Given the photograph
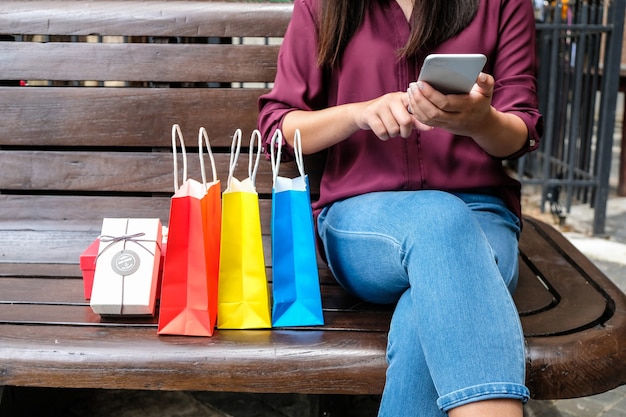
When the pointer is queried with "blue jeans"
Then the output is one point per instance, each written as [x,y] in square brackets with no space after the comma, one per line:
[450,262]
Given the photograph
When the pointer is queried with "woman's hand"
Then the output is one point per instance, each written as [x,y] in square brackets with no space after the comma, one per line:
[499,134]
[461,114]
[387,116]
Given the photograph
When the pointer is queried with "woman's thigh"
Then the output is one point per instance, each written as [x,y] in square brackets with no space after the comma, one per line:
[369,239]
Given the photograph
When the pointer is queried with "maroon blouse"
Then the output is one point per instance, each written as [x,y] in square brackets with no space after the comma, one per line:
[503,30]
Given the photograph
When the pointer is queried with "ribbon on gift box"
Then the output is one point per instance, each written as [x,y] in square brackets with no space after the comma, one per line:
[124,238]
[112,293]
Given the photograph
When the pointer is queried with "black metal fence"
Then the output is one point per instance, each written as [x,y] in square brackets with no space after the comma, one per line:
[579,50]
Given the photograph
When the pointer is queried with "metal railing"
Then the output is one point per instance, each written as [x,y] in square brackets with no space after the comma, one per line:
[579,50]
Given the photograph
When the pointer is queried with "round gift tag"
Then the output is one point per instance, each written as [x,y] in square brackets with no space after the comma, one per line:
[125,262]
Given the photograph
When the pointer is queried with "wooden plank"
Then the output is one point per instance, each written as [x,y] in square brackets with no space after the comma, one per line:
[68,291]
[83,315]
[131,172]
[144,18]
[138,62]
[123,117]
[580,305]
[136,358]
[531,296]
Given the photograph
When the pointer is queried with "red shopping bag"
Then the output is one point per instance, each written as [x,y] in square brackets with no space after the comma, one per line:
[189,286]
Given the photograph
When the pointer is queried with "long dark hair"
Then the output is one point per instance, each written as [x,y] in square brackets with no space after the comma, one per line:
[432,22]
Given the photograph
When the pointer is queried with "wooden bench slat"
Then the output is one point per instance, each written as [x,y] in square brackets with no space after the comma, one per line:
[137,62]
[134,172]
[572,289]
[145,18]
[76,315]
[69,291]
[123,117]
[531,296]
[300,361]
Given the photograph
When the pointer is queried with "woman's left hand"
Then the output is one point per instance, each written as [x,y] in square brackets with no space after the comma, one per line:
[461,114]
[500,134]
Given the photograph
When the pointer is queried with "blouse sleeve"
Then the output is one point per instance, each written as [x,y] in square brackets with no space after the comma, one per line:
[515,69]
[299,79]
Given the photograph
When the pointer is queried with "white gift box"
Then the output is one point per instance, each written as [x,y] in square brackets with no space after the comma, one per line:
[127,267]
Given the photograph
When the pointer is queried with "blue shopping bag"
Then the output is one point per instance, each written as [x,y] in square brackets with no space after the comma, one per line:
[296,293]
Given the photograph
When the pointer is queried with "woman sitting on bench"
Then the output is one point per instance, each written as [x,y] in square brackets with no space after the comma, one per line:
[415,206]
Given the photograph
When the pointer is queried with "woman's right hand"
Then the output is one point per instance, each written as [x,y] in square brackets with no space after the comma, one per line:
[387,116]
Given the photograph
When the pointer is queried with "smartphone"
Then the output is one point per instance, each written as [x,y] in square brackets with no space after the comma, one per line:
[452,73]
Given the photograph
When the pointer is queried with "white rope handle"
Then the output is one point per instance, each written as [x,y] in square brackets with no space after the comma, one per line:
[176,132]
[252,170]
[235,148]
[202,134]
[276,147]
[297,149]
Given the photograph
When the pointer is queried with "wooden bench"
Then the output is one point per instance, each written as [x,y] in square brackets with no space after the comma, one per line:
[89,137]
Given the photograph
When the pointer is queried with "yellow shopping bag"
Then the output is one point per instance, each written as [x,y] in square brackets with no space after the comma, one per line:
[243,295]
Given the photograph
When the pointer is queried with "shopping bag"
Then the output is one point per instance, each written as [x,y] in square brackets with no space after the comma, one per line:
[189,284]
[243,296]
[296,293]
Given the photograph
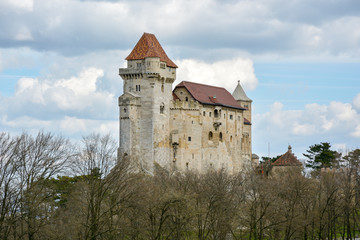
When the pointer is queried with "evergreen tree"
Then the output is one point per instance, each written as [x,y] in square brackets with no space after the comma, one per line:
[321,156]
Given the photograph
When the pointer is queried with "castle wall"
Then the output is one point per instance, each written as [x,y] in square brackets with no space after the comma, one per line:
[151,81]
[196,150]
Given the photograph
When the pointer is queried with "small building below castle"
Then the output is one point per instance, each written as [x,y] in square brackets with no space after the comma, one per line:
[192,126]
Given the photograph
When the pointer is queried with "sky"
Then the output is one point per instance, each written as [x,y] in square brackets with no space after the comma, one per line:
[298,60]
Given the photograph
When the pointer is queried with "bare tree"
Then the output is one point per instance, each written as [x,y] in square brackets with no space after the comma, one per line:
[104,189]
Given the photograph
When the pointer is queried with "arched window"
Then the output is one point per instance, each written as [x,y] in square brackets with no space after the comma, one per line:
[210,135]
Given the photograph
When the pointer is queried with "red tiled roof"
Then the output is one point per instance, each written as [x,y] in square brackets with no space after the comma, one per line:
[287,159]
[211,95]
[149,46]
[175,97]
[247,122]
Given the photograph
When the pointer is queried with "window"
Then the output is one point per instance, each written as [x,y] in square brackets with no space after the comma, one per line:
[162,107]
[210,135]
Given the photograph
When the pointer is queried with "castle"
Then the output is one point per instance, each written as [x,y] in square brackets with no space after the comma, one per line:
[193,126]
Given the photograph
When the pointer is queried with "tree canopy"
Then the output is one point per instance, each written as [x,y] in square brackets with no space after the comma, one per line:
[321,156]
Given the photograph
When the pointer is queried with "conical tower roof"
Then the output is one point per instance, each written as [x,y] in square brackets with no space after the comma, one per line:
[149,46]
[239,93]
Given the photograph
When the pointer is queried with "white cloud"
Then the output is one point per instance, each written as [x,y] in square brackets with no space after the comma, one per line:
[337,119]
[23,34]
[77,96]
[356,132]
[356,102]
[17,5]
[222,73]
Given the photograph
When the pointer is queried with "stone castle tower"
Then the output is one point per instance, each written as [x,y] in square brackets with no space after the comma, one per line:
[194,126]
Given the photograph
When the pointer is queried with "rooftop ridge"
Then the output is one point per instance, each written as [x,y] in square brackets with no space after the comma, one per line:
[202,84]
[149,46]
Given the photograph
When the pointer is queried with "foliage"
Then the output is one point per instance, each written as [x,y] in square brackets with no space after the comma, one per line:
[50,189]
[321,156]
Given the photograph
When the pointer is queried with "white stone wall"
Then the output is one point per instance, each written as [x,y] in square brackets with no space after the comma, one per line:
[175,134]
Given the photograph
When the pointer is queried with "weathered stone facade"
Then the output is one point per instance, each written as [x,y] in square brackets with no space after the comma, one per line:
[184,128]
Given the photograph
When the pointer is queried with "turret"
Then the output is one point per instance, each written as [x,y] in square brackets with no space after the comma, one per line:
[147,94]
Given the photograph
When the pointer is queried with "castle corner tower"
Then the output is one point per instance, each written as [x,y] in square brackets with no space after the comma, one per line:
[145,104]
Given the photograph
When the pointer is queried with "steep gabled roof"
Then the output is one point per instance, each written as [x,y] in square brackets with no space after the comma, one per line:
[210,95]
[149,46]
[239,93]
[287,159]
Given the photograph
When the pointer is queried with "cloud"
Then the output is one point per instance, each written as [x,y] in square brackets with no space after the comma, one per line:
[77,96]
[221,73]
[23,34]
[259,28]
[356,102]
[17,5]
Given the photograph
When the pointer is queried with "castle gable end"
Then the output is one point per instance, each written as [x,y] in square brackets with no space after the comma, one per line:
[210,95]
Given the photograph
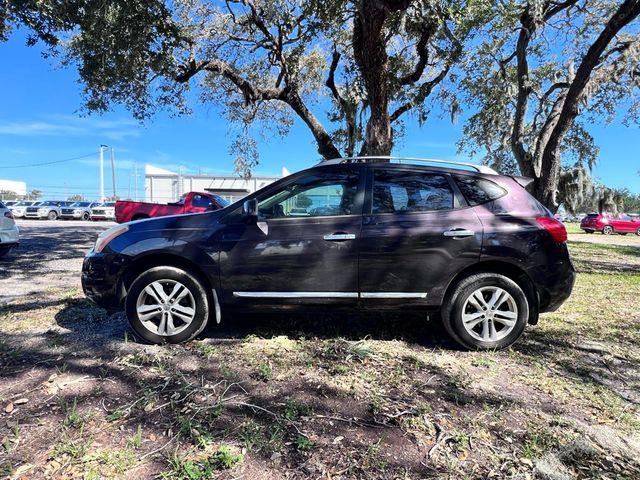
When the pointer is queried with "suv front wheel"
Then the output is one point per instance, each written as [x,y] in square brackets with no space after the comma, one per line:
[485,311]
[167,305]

============================================================

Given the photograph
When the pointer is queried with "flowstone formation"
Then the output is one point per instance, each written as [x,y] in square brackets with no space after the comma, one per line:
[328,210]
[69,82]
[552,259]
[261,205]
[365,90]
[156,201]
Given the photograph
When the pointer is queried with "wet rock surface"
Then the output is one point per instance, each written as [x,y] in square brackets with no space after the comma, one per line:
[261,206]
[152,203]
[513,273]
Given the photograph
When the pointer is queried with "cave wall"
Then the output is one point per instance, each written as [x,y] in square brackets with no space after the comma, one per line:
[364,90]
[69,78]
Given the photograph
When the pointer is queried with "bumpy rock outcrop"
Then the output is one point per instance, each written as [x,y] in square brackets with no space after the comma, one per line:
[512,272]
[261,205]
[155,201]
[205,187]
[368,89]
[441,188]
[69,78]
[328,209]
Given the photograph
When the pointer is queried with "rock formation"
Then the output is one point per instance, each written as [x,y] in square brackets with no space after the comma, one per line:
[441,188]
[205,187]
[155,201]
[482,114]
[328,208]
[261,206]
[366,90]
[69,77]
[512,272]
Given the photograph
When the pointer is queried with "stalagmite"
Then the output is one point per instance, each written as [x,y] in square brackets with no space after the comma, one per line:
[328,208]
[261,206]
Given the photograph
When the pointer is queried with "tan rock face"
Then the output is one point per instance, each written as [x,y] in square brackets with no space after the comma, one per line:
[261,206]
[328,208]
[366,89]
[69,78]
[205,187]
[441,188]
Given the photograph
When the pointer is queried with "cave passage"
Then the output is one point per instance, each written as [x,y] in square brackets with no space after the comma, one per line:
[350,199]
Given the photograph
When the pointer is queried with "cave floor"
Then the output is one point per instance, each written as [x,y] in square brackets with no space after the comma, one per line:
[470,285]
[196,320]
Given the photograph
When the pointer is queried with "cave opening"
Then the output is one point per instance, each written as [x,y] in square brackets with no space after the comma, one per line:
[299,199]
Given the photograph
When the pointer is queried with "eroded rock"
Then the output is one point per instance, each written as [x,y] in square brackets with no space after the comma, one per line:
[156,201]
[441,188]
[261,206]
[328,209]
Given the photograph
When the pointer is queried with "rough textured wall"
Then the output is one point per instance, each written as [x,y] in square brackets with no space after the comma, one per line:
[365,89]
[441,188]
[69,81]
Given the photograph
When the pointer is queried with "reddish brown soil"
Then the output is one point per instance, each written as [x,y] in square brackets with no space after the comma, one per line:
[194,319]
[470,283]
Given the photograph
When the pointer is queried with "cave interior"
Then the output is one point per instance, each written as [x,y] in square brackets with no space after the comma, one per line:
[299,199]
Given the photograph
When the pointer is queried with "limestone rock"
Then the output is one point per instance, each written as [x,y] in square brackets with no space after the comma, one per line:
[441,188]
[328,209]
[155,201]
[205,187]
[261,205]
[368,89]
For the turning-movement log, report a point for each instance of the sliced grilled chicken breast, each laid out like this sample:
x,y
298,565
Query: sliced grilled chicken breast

============================================================

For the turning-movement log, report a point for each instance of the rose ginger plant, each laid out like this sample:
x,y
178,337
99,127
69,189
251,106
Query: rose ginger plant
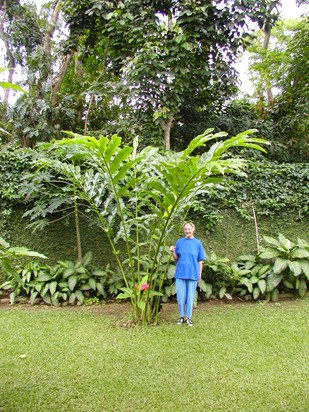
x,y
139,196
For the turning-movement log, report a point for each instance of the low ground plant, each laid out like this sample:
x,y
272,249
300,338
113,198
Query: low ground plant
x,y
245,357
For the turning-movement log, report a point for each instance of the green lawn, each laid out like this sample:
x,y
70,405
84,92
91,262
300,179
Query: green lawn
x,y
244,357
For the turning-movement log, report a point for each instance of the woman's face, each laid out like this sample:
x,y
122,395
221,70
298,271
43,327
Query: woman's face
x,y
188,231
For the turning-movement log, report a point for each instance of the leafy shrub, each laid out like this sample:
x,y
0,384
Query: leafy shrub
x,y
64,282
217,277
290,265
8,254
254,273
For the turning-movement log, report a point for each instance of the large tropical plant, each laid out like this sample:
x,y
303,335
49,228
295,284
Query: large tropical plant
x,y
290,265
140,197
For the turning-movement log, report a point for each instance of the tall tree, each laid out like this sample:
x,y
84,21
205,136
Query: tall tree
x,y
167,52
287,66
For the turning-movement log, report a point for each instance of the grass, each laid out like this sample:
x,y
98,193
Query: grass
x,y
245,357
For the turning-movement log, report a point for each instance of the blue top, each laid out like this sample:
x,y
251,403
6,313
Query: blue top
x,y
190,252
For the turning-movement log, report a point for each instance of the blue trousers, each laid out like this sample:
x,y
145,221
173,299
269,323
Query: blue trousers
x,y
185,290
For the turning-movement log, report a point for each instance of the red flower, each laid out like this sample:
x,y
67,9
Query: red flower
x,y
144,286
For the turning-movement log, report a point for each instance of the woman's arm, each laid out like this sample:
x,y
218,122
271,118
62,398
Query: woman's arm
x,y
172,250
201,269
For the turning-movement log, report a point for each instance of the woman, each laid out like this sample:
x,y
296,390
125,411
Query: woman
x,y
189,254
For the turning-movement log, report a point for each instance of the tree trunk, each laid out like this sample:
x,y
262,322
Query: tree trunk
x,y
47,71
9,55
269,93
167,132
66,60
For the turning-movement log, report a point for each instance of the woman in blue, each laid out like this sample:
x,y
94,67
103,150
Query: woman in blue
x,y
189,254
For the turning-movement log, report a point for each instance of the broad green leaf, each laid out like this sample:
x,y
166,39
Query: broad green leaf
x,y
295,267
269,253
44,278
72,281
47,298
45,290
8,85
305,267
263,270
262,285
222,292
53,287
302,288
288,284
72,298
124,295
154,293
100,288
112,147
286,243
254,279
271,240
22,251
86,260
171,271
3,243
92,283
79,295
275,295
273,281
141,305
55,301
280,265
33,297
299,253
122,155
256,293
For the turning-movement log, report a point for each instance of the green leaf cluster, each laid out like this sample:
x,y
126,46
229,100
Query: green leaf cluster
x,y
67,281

============================================================

Task details: Check each line above for the word "wall" and copy the ones that have it.

Solution:
When the pointer is queried with "castle wall"
When the pointer is queried with "white stone wall"
When the pointer is queried with "cave wall"
When the pointer is queried with "rough textured wall"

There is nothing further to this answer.